Material to process:
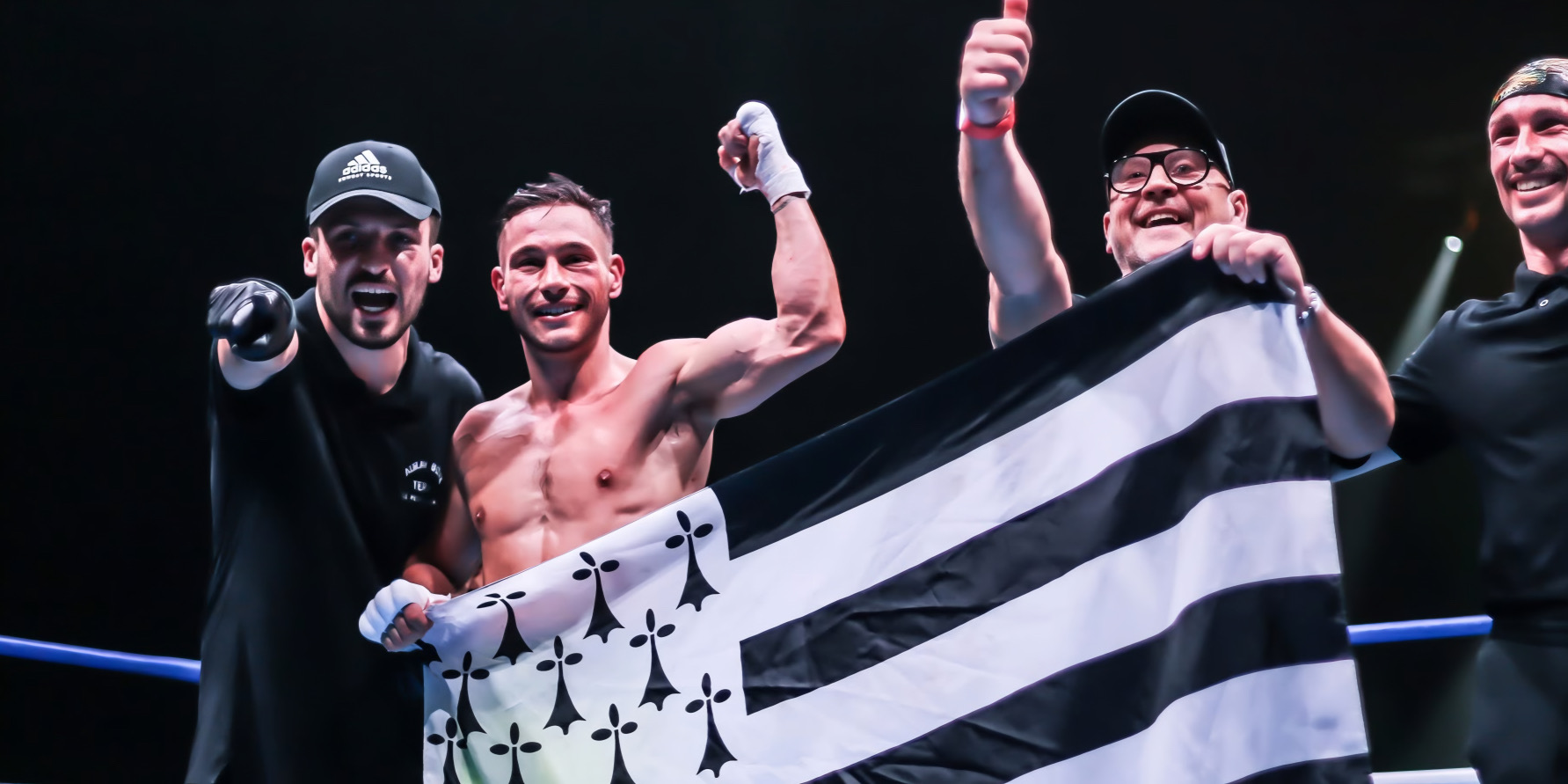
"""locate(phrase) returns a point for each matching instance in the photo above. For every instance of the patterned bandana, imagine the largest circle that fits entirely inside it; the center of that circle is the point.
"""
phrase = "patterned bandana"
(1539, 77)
==
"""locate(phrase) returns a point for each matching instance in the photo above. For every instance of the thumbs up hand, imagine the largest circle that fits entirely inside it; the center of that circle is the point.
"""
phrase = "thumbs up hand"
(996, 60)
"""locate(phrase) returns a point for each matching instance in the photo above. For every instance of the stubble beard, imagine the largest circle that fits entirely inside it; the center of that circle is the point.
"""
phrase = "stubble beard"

Aim of the exercise: Only the count is wanted. Find the lines of the records that include the word "beard" and state how many.

Reply: 2